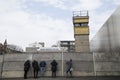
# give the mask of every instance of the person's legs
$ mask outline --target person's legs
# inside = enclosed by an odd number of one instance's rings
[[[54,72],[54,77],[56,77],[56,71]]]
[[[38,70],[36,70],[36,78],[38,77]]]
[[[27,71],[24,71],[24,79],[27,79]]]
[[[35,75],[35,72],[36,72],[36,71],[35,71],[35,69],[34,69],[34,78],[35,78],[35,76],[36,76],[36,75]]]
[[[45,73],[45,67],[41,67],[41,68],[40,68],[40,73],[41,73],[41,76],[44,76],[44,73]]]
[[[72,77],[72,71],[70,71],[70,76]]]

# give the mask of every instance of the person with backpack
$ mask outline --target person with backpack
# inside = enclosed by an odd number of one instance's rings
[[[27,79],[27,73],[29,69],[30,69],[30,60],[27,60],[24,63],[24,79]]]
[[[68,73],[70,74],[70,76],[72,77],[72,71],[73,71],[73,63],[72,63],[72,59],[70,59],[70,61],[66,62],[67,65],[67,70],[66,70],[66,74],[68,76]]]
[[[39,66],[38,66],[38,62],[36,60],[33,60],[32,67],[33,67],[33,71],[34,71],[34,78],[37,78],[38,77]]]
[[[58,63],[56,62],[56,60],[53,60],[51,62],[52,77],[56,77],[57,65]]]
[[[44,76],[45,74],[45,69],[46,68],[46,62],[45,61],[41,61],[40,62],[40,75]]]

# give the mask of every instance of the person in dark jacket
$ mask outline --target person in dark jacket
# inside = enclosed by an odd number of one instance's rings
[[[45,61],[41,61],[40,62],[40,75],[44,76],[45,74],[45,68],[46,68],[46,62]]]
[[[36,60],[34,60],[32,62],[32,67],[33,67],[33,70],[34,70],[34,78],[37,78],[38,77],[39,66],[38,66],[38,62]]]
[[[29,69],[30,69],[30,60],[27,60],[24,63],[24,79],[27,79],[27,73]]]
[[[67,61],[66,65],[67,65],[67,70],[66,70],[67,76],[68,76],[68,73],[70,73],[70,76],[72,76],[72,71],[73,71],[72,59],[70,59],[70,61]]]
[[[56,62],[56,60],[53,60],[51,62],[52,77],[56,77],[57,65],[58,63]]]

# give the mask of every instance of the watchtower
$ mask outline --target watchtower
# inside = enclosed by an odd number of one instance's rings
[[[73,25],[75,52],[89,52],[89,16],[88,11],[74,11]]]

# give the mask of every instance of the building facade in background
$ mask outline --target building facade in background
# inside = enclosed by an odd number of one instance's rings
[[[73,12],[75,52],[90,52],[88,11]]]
* * *
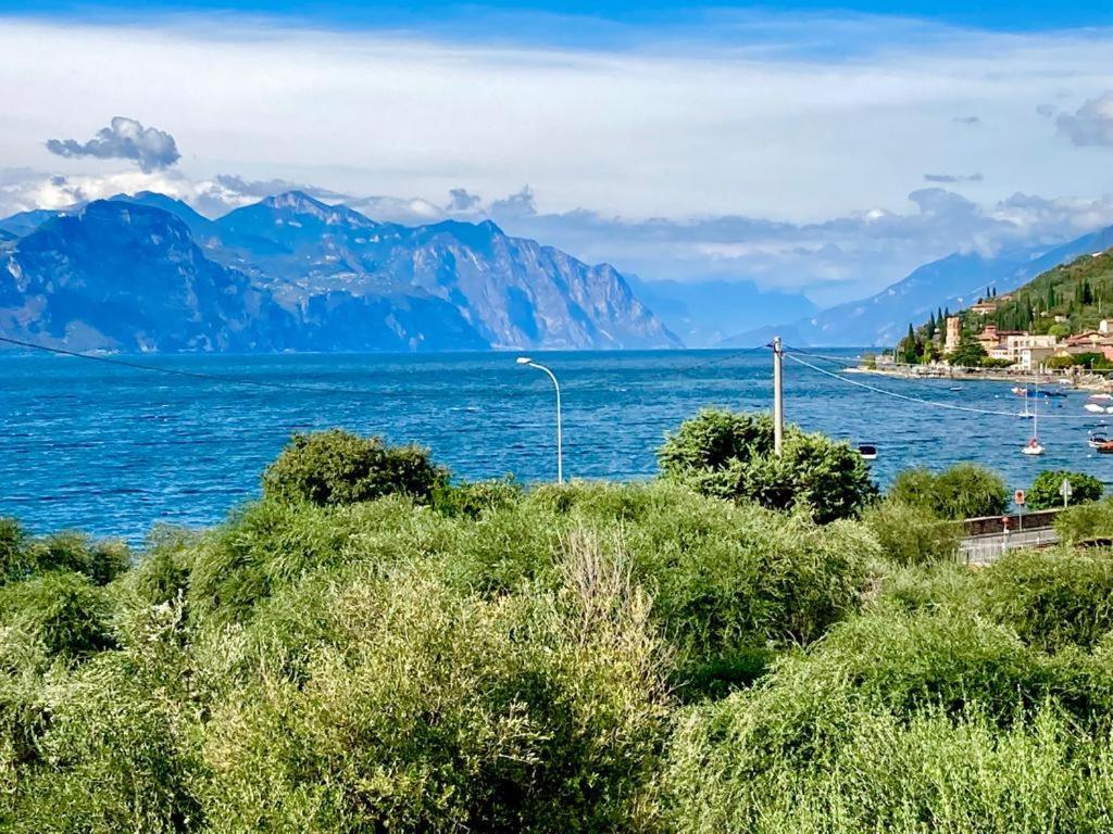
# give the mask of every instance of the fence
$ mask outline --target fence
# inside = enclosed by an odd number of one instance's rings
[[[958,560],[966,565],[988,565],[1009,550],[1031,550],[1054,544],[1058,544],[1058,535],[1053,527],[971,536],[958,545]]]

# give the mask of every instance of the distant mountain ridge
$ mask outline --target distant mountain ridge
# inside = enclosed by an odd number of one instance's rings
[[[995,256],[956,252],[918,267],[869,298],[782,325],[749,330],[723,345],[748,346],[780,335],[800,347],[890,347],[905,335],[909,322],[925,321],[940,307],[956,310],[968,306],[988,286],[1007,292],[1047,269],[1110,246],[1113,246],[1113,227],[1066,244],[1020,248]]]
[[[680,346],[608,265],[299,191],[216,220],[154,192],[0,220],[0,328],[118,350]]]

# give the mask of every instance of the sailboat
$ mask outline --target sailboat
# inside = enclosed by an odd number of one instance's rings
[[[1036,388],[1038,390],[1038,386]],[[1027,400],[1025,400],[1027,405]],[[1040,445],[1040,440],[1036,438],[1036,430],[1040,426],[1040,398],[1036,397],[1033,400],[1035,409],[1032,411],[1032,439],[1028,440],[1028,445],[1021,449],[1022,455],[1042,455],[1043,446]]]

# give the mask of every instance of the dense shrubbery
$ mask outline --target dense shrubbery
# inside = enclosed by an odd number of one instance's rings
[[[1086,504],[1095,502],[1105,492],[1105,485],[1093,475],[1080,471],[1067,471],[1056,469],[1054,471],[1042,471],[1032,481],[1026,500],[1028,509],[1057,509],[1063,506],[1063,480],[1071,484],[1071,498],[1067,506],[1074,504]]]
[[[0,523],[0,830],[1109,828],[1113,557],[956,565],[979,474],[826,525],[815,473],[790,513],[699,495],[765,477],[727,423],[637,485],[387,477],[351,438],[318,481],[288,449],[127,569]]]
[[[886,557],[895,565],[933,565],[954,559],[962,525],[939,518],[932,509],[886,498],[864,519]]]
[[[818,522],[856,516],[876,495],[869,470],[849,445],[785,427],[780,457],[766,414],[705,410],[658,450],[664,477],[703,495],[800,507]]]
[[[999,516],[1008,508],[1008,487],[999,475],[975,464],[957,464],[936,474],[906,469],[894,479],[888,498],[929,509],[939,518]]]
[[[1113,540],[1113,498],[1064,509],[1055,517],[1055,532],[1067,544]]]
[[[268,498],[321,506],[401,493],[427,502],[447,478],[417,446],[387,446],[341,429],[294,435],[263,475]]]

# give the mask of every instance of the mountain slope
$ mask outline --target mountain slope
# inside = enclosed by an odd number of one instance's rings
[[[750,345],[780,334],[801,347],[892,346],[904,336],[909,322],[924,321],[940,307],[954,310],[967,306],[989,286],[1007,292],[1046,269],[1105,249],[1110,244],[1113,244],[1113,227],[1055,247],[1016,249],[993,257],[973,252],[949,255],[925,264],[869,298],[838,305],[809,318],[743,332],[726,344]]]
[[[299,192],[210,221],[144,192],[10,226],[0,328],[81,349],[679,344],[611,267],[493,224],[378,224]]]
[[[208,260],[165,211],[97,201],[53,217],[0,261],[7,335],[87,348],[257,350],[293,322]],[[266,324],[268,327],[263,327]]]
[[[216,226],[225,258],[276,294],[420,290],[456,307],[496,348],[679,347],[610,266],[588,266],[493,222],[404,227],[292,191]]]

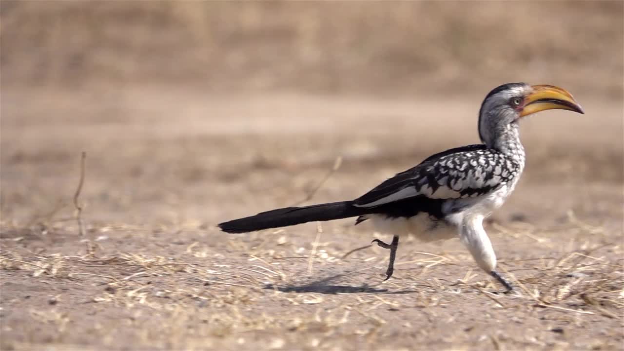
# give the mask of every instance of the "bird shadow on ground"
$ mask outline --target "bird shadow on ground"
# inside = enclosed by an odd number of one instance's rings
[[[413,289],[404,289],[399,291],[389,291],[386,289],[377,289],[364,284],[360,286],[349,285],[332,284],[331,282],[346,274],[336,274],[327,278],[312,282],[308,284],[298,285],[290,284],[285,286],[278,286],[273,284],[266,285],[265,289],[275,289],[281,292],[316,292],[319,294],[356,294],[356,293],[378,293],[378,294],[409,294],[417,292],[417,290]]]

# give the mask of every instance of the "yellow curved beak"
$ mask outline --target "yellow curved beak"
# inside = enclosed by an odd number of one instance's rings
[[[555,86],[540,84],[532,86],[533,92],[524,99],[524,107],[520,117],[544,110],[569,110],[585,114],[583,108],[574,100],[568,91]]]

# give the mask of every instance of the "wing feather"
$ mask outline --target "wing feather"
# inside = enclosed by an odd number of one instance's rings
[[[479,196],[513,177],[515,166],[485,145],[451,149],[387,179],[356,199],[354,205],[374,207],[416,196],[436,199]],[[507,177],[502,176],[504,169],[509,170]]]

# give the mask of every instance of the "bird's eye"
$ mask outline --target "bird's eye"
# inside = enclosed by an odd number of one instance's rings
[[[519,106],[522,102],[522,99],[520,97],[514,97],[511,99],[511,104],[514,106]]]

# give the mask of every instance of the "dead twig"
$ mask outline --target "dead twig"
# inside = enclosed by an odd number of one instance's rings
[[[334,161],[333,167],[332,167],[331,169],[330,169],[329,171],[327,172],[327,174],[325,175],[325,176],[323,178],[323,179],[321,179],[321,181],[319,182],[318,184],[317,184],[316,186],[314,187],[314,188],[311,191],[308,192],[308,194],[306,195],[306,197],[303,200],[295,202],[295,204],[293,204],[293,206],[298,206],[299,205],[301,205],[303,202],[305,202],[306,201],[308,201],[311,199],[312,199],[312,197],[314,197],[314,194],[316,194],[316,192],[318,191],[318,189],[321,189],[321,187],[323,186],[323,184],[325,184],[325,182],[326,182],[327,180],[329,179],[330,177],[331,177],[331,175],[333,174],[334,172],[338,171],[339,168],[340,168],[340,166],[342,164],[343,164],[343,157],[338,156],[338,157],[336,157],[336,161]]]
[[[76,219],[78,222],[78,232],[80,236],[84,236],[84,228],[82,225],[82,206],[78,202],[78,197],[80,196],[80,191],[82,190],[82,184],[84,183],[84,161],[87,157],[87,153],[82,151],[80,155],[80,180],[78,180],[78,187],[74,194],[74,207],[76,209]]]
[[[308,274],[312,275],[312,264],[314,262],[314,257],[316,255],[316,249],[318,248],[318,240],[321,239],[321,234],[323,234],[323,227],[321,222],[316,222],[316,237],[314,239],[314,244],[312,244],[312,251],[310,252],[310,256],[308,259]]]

Do this » Edit the rows starting with the line that contains "# give the mask of every instance of the watchtower" and going on through the line that contains "[[[73,25],[75,52],[89,52],[89,16],[88,11],[74,11]]]", replacing "watchtower" with "lookout tower" and leaving everything else unchanged. Give only those rows.

The reply »
# give the mask of every instance of the lookout tower
$ mask outline --target lookout tower
# inside = enclosed by an odd number of one instance's rings
[[[73,25],[75,52],[89,52],[89,16],[88,11],[74,11]]]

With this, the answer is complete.